_Your instructions_:
Write out every line of the items below as a numbered list, skipping any blank lines. Leave the pictures out of your answer.

_Data shown_:
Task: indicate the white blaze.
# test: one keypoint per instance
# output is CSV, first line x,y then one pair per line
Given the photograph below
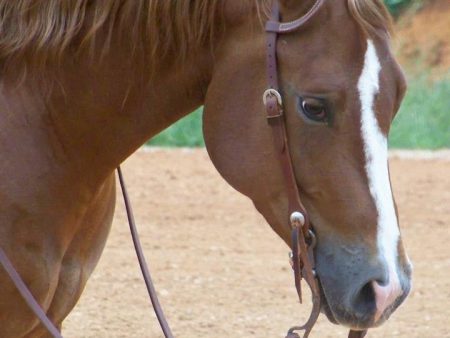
x,y
376,155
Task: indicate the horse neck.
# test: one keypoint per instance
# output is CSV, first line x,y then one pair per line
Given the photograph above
x,y
96,114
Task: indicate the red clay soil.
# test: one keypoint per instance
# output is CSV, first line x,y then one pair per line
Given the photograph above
x,y
220,270
422,37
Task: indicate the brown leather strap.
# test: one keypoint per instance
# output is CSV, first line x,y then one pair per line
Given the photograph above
x,y
288,27
141,258
27,296
357,334
303,257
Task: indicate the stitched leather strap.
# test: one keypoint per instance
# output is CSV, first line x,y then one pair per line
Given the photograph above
x,y
27,296
303,257
141,258
288,27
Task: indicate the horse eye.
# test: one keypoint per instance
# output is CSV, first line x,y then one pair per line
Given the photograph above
x,y
314,109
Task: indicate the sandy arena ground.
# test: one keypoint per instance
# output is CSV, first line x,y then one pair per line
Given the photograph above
x,y
220,270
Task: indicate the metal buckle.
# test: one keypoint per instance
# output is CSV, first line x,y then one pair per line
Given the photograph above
x,y
297,219
272,92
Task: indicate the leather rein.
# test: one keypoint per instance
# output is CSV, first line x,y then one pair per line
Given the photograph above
x,y
302,235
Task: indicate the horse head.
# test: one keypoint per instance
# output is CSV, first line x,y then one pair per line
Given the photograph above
x,y
341,88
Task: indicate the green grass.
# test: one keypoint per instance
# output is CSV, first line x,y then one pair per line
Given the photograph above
x,y
423,121
186,132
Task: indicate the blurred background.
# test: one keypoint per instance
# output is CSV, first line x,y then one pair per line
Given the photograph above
x,y
421,43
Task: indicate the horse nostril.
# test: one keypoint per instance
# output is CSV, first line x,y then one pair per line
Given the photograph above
x,y
364,301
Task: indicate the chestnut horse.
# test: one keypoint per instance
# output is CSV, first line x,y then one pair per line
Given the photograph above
x,y
85,83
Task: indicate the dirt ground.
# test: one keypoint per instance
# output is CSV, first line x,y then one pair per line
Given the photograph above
x,y
215,280
422,38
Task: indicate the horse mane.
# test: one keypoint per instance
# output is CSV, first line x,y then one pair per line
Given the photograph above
x,y
34,32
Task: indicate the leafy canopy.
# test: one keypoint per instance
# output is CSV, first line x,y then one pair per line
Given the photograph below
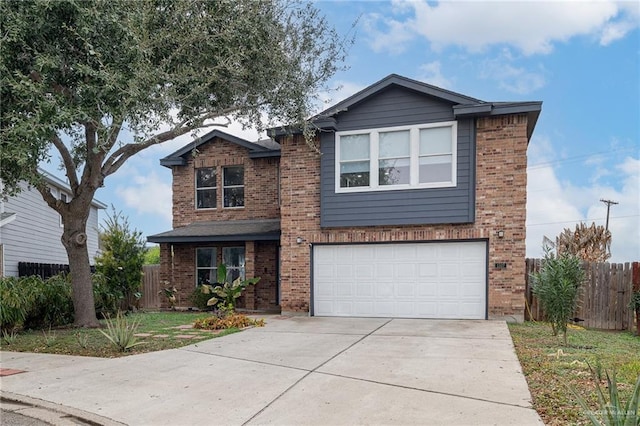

_The answer_:
1. Task: indicate the white blaze.
2. # test: one keypoint per instance
3. # output is CSV, first line x,y then one pair per line
4. Given the photograph below
5. x,y
6. 376,155
7. Task: indicate the horse neck.
8. # test: one keypoint per instance
9. # output is CSV, first line x,y then one pair per line
10. Given the photograph above
11. x,y
12. 96,114
13. Task: indicate the red clay soil.
14. # test: one keypoint per instance
15. # output is CSV, first line x,y then one pair per line
16. Given the photograph above
17. x,y
18. 220,270
19. 422,37
20. Task: indicate the brown leather strap.
21. # test: one keypoint per instance
22. # output is CSV, first line x,y then one pair per line
23. Given the photograph above
24. x,y
25. 288,27
26. 141,258
27. 27,296
28. 357,334
29. 303,257
30. Task: indicate the stitched leather strap.
31. # test: one keypoint per instance
32. # output is CSV, first line x,y then one pair per line
33. Given the photograph above
34. x,y
35. 27,296
36. 303,257
37. 141,258
38. 288,27
39. Task: indicate the horse eye.
40. # test: one keypoint per instance
41. # output is CSV, first line x,y then one pair per line
42. Given the photograph above
43. x,y
44. 314,109
45. Task: indicate the sandy arena ground.
46. # test: one keypoint per instance
47. # output is CSV, first line x,y then one pair per line
48. Given the photograph above
49. x,y
50. 220,270
51. Task: indicate the metal buckle.
52. # test: one keypoint per instance
53. # output is CSV, first line x,y then one pair per line
54. Given the photograph above
55. x,y
56. 297,219
57. 272,92
58. Task: indicate the leather rein.
59. # test: one keypoint per instance
60. # output is CSV, first line x,y then one pair per line
61. Given the photograph above
62. x,y
63. 302,235
64. Task: indicate the horse head.
65. # test: one keypoint per instance
66. # output is CSV, first line x,y then one pair per line
67. Given the photograph above
68. x,y
69. 341,88
70. Task: indicate the green grass.
71. # test: one keypoint per instance
72. # output is CSV, first line x,y then one pair per line
73. Given the photograph above
74. x,y
75. 423,121
76. 186,132
77. Task: indicate the blurred background.
78. # test: one keypoint per instance
79. # output is CSV, first line x,y then one pair per line
80. Given the photograph above
81. x,y
82. 421,43
83. Task: indicate the horse nostril.
84. # test: one keypoint per instance
85. # output is CSV, first line x,y then one pair per line
86. Given the photograph above
87. x,y
88. 364,301
89. Task: indicate the chestnut horse.
90. # test: one keypoint per instance
91. # output is CSV, first line x,y then one pair per line
92. Given the photograph above
93. x,y
94. 85,83
95. Task: indicate the dirt ground.
96. # test: one keypoint per instance
97. # output is CSV, first line x,y then one pair per line
98. Given the photograph above
99. x,y
100. 215,280
101. 422,38
102. Task: indicate the horse mane.
103. # test: one keypoint per instance
104. # output is CSV, first line x,y then one pair per line
105. Given the photograph above
106. x,y
107. 34,32
108. Task: indicate the leafy canopy.
109. # test: one keypoint per instance
110. # output is CSV, first line x,y then one pair per line
111. Given the photograph below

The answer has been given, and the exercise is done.